- **DIRECTIVE**
Report how many lines in the data below contain the word "positive". Give only the number.

━━━━━ DATA TO USE ━━━━━

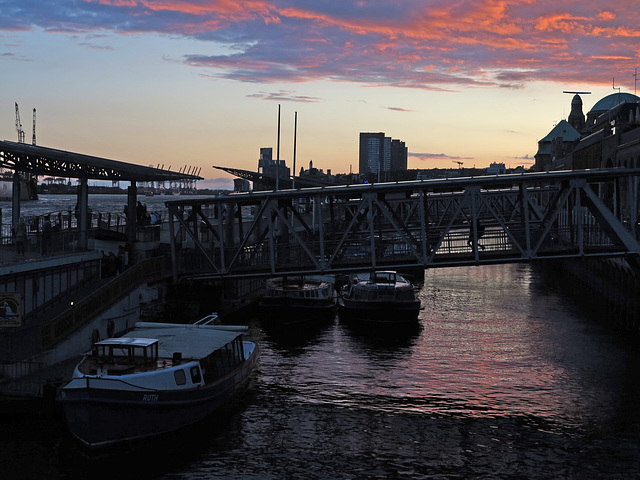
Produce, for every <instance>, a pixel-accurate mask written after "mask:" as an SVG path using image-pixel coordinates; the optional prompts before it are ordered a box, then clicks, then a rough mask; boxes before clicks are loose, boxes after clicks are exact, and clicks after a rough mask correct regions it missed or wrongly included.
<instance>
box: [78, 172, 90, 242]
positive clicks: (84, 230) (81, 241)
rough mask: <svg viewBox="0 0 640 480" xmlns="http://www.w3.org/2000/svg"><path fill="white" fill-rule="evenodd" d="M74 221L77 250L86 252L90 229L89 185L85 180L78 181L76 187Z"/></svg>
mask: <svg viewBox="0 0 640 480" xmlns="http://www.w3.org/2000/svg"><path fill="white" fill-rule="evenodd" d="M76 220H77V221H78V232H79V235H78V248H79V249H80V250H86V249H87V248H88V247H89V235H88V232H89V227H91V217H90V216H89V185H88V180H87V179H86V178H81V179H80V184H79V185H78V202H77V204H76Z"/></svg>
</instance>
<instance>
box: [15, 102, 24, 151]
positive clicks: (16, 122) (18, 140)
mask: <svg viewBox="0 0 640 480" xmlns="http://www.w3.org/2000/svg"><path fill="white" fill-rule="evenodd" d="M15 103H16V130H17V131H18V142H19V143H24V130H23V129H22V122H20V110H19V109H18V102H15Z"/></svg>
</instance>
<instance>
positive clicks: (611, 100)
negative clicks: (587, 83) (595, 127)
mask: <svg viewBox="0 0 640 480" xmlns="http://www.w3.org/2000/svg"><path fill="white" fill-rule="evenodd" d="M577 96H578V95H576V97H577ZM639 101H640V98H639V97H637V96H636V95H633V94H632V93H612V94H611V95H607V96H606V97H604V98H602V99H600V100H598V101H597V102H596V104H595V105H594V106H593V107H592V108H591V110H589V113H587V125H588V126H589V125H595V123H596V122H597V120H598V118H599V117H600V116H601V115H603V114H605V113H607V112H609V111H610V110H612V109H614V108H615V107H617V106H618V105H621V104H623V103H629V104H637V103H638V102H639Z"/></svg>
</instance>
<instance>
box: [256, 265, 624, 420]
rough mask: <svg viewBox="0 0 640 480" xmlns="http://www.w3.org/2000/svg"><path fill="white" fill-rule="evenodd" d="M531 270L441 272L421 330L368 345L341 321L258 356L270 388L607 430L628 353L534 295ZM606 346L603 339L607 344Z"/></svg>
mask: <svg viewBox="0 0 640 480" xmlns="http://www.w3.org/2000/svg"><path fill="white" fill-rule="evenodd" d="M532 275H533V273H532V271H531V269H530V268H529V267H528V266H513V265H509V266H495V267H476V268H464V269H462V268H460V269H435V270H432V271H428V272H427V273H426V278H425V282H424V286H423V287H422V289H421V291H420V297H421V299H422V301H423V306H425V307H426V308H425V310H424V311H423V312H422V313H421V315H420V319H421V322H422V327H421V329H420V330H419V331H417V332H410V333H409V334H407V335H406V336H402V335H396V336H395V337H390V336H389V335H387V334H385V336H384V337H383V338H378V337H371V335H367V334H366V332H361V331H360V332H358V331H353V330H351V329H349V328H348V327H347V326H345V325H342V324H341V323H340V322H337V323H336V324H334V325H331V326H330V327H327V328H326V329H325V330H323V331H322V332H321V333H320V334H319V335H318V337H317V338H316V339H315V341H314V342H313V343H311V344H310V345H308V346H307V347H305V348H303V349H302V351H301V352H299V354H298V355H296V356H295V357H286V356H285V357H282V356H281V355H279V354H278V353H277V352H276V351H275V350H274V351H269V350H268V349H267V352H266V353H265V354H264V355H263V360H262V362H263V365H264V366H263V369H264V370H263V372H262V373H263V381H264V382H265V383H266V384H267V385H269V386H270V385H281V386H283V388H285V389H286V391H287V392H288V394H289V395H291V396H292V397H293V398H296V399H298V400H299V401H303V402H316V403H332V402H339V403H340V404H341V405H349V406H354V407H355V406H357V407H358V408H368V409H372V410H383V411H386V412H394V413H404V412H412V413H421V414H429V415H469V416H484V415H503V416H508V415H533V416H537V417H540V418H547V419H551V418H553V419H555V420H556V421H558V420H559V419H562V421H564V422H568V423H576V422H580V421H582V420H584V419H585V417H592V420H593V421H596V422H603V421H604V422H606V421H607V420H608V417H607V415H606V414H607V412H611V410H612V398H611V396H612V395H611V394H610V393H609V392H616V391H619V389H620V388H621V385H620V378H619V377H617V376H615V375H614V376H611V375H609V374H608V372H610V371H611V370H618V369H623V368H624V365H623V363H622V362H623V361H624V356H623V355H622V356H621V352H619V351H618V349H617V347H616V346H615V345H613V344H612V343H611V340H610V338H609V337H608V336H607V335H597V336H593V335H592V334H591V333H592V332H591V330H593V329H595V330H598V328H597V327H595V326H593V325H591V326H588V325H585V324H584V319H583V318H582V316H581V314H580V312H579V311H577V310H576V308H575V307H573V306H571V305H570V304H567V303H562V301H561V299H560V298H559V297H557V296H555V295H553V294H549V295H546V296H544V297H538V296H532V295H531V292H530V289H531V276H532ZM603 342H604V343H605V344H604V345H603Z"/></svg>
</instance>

━━━━━

- **ANSWER TO THIS EXERCISE**
3